**PASSAGE PROPOSÉ:**
"""

Dans cette nuit magique, brillaient les tenues immaculées des Madrilènes. Comme le décrivaient les journalistes avant l’arrivée de la couleur : maillot blanc, culotte blanche, bas blancs ! Malgré mes supplications, aucun roi mage ne m’apporta sous le sapin de Noël suivant, le cadeau vestimentaire mythique si vivement souhaité. Ma mère se substitua à Balthazar, Gaspard et Melchior (un nom d’international autrichien qui jouait à l’époque au F.C.Rouen !) sans doute pour des motifs ménagers, le blanc étant salissant. Malgré tout, je reçus une jolie paire de chaussettes de laine blanche. Un soupçon de chic « merengue », ainsi appelle-t-on parfois l’équipe ibérique !
J’avais le caractère moins trempé qu’Alfredito minot. Á l’âge de sept ans, il avait joué à la loterie dans un cinéma et gagné le gros lot, en l’occurrence, un ballon de football. Quelles ne furent pas sa déception et son indignation quand, allant chercher sa récompense, il lui fut offert un ballon de rugby. Il obtint gain de cause en appelant à la rescousse les grands du quartier qui menacèrent le directeur du cinéma de mettre le feu à sa salle.
En attendant le coup d’envoi du match, il faut que je vous conte une autre histoire de maillot qui me faisait rêver.
Le petit Di Stefano débuta dans la modeste équipe du village de Navarro (à une soixantaine de kilomètres de la capitale argentine) où son père possédait une finca (exploitation agricole).
Ses idoles jouaient dans l’invincible màquina (la machine), surnom donné alors au club de River Plate, un des plus prestigieux de Buenos Aires. Ils avaient pour nom José Manuel Moreno, Adolfo Pedernera, Angel Labruna, Felix Loustau, Juan Carlos Muñoz, Nestor Rossi et portaient le si élégant maillot blanc barré d’une bande rouge, l’un des plus beaux qu’il m’ait été donné d’admirer.

"""

**Extraits de données de boîtes englobantes:**
"""

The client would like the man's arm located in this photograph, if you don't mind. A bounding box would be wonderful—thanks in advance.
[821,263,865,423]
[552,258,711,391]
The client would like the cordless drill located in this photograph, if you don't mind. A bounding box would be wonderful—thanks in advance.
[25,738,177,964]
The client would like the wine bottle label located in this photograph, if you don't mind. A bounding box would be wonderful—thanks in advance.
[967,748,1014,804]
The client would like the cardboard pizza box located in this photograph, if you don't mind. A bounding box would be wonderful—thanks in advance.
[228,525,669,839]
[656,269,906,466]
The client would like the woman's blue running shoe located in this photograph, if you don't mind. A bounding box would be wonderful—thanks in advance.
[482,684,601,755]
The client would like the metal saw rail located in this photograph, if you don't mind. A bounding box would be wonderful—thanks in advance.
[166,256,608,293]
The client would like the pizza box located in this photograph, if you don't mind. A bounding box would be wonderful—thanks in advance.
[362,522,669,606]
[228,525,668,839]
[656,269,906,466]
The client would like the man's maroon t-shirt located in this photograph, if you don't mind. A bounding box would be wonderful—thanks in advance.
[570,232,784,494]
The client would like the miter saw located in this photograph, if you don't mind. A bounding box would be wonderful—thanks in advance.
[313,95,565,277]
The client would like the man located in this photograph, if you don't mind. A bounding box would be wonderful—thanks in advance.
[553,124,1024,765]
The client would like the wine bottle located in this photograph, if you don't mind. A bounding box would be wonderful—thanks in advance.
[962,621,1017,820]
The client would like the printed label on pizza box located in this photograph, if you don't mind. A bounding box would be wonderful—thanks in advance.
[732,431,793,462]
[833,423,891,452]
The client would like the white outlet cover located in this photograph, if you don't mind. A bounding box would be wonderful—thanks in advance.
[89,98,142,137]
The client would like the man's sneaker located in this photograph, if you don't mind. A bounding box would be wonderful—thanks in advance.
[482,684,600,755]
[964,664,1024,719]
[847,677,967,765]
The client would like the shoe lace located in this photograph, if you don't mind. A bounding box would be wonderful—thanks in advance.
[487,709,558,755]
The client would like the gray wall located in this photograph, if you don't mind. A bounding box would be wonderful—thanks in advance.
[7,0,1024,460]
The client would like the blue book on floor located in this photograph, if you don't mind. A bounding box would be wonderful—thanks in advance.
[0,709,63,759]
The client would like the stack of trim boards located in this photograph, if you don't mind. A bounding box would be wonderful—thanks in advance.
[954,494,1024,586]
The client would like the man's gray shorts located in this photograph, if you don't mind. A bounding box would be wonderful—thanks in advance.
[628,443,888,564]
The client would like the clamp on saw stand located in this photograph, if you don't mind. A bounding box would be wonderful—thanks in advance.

"""

**OBJECTIF VISÉ:** Poursuivez le récit de souvenirs consacré à Di Stefano et aux maillots de football, en reprenant juste après sa dernière phrase.

**RÉPONSE PROPOSÉE:**
Pas étonnant qu’à ses dix-huit ans, Alfredo tente sa chance parmi plusieurs centaines de juniors testés par les entraîneurs de River Plate. Peu après, il est affecté au poste d’ailier droit de l’équipe quatrième ; six mois plus tard, pour un match de bienfaisance, il est incorporé dans l’attaque de l’équipe première aux côtés notamment de Pedernera et Labruna, les survivants de la màquina.
Je reviendrai plus loin sur le début de carrière d’Alfredo. Pour l’instant, retour sur la pelouse du Parc des Princes en cette soirée inoubliable de juin 1956, ça se passe d’ailleurs remarquablement bien pour l’équipe de Reims qui, pétillant de son football champagne, mène deux buts à zéro au bout de dix minutes. Mais bientôt, Di Stefano prend les affaires en main et le Real commence à construire sa légende en remportant 4 buts à 3 sa première Coupe d’Europe.
François Thébaud analysa ainsi cette soirée inoubliable :
« Cette première Coupe d’Europe a définitivement assis la gloire de Di Stefano sur les stades du vieux continent. Au cours des éliminatoires, comme lors de la finale, il a joué sans conteste un rôle dans le triomphe de ses couleurs. Son activité prodigieuse, sa maîtrise technique, son allure de grand seigneur ont fait une grande impression sur le public du Parc des Princes et frappé plus encore les journalistes qui n’avaient remarqué aucune de ces caractéristiques un an plus tôt.
Pour faire oublier la tiédeur de naguère, ils ne manquent pas d’exagérer les mérites du vainqueur. Certains croient indispensable d’accompagner les louanges décernées à Di Stefano de critiques adressées à Raymond Kopa, qui n’a pu donner sa pleine mesure, en raison de la situation psychologiquement fausse créée par l’annonce faite quelques jours plus tôt de son transfert au … Real Madrid.. »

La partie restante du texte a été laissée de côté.